### Text
###

Who remembers 2015/16, when the talkback lines ran hot around the tedium of watching the All Blacks dominate the world?
The All Blacks had been World Cup holders for consecutive cycles, the number one ranked team globally for what seemed an age, a coach at the top of hisgame, a group of 'once in a generation' players. This, at the time, was packaged as boring. Predictable.
The arrogance of the Kiwi rugby supporter was in full bloom. Our Super Rugby was a superior product. Our want to entertain, to run the ball from anywhere and often score, was an example of the New Zealand way, leaving the grind of northern hemisphere rugby in the rear-view mirror.
Stretching back to the 2011 World Cup campaign, we enjoyed a freakish run of results, so comfortable we were in our supporters' skins, that when the party stopped at the semifinal stage of the 2019 event, in a rare show of altruism, All Black fans ceded that the loss to the English was good for the game. We didn't freak out. We'd had a good run, let's reset with a new coach and the rightful order will be restored.
To many, an act of hubris saw New Zealand Rugby carry on with their succession plan, which had worked a treat since 2011. A carefully planned and managed power transition would ensure that 2019 was a judder bar for the All Blacks juggernaut, not a dead end. Ian Foster would take the throne even though the barbarian at the gate, Scott Robertson, was riding high on extraordinary Super Rugby results and effervescent public support.

###

### Record set
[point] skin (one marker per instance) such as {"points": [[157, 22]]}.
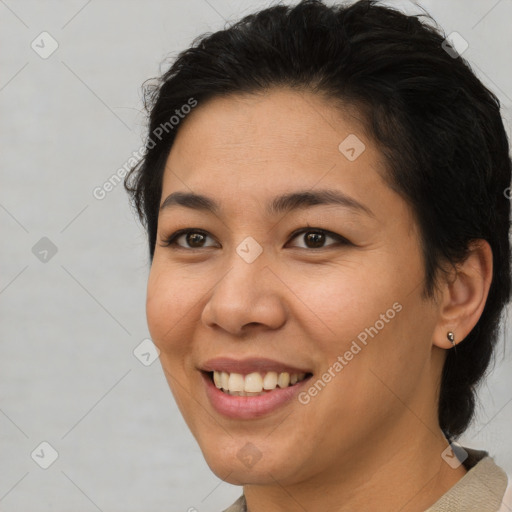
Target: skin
{"points": [[370, 440]]}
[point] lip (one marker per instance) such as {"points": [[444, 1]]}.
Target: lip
{"points": [[250, 407], [249, 365]]}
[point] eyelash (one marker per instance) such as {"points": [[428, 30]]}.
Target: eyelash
{"points": [[171, 241]]}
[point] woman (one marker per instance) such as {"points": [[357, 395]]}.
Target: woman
{"points": [[323, 191]]}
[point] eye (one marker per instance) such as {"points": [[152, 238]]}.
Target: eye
{"points": [[190, 239], [313, 238]]}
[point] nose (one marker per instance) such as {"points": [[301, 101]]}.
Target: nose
{"points": [[249, 297]]}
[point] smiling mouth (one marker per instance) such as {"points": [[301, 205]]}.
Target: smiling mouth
{"points": [[256, 383]]}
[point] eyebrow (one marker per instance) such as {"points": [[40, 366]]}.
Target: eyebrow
{"points": [[280, 204]]}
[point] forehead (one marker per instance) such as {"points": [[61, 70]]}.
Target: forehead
{"points": [[269, 142]]}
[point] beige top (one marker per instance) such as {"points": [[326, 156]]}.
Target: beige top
{"points": [[481, 489]]}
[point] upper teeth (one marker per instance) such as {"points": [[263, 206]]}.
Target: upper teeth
{"points": [[254, 383]]}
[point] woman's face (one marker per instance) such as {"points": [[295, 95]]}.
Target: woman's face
{"points": [[300, 261]]}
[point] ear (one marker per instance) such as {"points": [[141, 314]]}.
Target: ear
{"points": [[462, 295]]}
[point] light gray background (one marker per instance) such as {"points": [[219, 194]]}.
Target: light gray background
{"points": [[69, 326]]}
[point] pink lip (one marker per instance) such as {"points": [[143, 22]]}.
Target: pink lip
{"points": [[249, 407], [248, 365]]}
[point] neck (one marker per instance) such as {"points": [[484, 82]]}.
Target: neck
{"points": [[402, 473]]}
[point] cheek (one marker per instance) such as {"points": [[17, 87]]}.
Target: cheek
{"points": [[169, 304]]}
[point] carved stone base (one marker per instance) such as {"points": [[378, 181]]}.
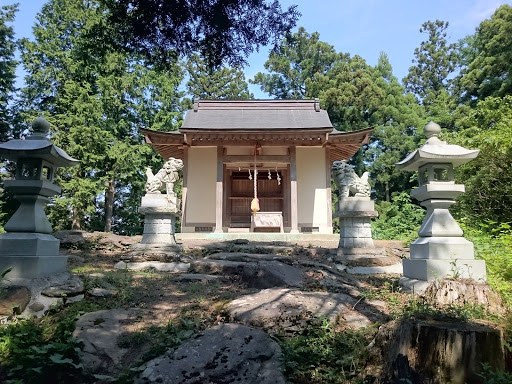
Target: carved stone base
{"points": [[30, 255], [160, 212]]}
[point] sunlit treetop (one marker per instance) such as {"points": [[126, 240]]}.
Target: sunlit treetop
{"points": [[222, 31]]}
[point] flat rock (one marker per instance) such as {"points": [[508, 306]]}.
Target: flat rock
{"points": [[99, 331], [154, 252], [14, 300], [394, 269], [256, 274], [227, 353], [71, 287], [217, 266], [156, 265], [101, 292], [282, 307], [196, 277], [248, 257], [269, 274]]}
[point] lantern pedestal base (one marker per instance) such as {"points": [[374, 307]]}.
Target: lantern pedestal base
{"points": [[30, 255]]}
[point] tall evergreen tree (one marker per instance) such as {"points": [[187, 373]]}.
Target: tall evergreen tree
{"points": [[220, 31], [435, 60], [207, 82], [488, 55], [356, 96], [396, 121], [488, 178], [95, 98], [8, 66], [305, 67], [430, 78], [295, 64]]}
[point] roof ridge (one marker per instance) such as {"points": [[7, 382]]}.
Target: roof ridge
{"points": [[205, 104]]}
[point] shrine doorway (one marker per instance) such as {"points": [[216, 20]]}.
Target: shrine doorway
{"points": [[273, 195]]}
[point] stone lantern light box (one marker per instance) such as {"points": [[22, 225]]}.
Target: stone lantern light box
{"points": [[440, 251], [27, 247]]}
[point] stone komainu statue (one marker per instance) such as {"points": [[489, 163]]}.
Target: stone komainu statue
{"points": [[348, 182], [168, 175]]}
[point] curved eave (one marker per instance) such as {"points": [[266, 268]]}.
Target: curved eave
{"points": [[42, 149], [342, 145], [440, 154]]}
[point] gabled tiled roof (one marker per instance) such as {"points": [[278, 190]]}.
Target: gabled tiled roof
{"points": [[234, 115]]}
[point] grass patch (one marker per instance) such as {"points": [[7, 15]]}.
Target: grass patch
{"points": [[324, 354]]}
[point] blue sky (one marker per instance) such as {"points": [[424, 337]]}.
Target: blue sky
{"points": [[362, 27]]}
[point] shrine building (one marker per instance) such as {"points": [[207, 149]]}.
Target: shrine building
{"points": [[286, 146]]}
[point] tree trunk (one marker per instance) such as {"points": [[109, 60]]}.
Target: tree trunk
{"points": [[433, 352], [109, 203]]}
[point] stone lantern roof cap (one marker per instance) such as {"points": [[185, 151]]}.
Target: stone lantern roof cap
{"points": [[436, 151], [37, 146]]}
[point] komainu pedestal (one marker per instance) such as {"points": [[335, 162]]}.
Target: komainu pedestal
{"points": [[355, 214], [160, 212]]}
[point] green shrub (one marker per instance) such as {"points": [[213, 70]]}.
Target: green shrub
{"points": [[32, 351], [323, 354], [398, 220], [493, 243]]}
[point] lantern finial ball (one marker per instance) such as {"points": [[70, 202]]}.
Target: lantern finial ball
{"points": [[40, 125], [432, 129]]}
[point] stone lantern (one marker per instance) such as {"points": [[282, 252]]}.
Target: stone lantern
{"points": [[27, 247], [440, 251]]}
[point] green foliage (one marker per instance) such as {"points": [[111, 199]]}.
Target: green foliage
{"points": [[8, 66], [491, 376], [434, 60], [489, 54], [397, 121], [399, 219], [324, 354], [418, 307], [488, 178], [96, 96], [294, 67], [493, 243], [222, 82], [221, 31], [33, 351]]}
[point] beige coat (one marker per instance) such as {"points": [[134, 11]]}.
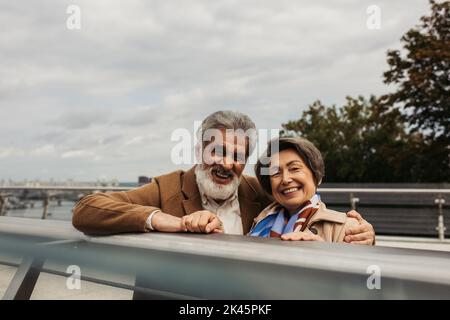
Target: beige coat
{"points": [[174, 193], [326, 223]]}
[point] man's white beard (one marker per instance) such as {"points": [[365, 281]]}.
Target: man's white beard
{"points": [[214, 190]]}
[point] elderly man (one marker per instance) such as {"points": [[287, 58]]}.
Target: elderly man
{"points": [[213, 196]]}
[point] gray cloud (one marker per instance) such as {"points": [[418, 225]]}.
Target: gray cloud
{"points": [[103, 101]]}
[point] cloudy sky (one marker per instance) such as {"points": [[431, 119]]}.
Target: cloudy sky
{"points": [[102, 102]]}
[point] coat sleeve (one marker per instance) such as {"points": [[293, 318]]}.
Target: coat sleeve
{"points": [[340, 234], [117, 212]]}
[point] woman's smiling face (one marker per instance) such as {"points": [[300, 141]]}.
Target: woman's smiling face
{"points": [[291, 180]]}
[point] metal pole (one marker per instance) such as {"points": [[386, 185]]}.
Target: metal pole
{"points": [[441, 227], [46, 203], [2, 205], [353, 201]]}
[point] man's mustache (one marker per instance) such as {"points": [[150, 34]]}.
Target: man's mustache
{"points": [[222, 171]]}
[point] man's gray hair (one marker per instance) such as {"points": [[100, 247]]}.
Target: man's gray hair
{"points": [[230, 120]]}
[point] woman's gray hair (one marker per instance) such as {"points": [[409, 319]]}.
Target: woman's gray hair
{"points": [[230, 120], [307, 151]]}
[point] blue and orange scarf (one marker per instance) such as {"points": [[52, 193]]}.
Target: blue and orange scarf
{"points": [[278, 222]]}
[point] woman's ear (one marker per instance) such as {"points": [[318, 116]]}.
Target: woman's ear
{"points": [[198, 152]]}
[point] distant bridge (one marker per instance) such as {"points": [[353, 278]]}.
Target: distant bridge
{"points": [[392, 211]]}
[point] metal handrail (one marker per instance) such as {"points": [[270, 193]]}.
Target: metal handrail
{"points": [[221, 266], [439, 201], [337, 190]]}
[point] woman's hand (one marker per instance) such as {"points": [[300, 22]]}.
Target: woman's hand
{"points": [[304, 236], [362, 234], [201, 222]]}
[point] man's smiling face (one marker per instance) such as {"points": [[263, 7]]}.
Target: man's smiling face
{"points": [[223, 161]]}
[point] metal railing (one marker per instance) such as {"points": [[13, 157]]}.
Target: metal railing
{"points": [[217, 266], [438, 201]]}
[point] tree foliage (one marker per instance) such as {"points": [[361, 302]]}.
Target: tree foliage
{"points": [[422, 74], [402, 136]]}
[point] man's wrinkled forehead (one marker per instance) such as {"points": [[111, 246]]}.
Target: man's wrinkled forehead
{"points": [[231, 138]]}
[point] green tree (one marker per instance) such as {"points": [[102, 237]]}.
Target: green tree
{"points": [[361, 142], [403, 136], [421, 74]]}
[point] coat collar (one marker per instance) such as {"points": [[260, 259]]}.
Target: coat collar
{"points": [[322, 214], [247, 195]]}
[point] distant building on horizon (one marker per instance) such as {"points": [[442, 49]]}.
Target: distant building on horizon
{"points": [[144, 180]]}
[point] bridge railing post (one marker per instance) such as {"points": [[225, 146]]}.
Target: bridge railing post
{"points": [[46, 202], [353, 201], [3, 200], [441, 226]]}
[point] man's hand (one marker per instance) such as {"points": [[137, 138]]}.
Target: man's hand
{"points": [[362, 234], [301, 236], [201, 222]]}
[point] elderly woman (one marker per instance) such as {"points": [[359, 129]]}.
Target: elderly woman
{"points": [[291, 176]]}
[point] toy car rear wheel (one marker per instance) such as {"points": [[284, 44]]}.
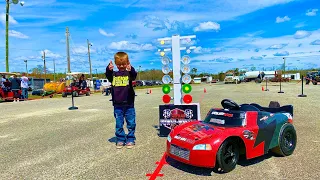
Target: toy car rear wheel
{"points": [[287, 140], [227, 156], [75, 94]]}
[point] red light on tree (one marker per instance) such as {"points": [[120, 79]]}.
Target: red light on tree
{"points": [[166, 98], [187, 98]]}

###

Return the rugby text above word for word, from "The arrogance of" up to and including "the rear-view mirror.".

### Task response
The arrogance of the Kiwi rugby supporter was in full bloom. Our Super Rugby was a superior product. Our want to entertain, to run the ball from anywhere and often score, was an example of the New Zealand way, leaving the grind of northern hemisphere rugby in the rear-view mirror.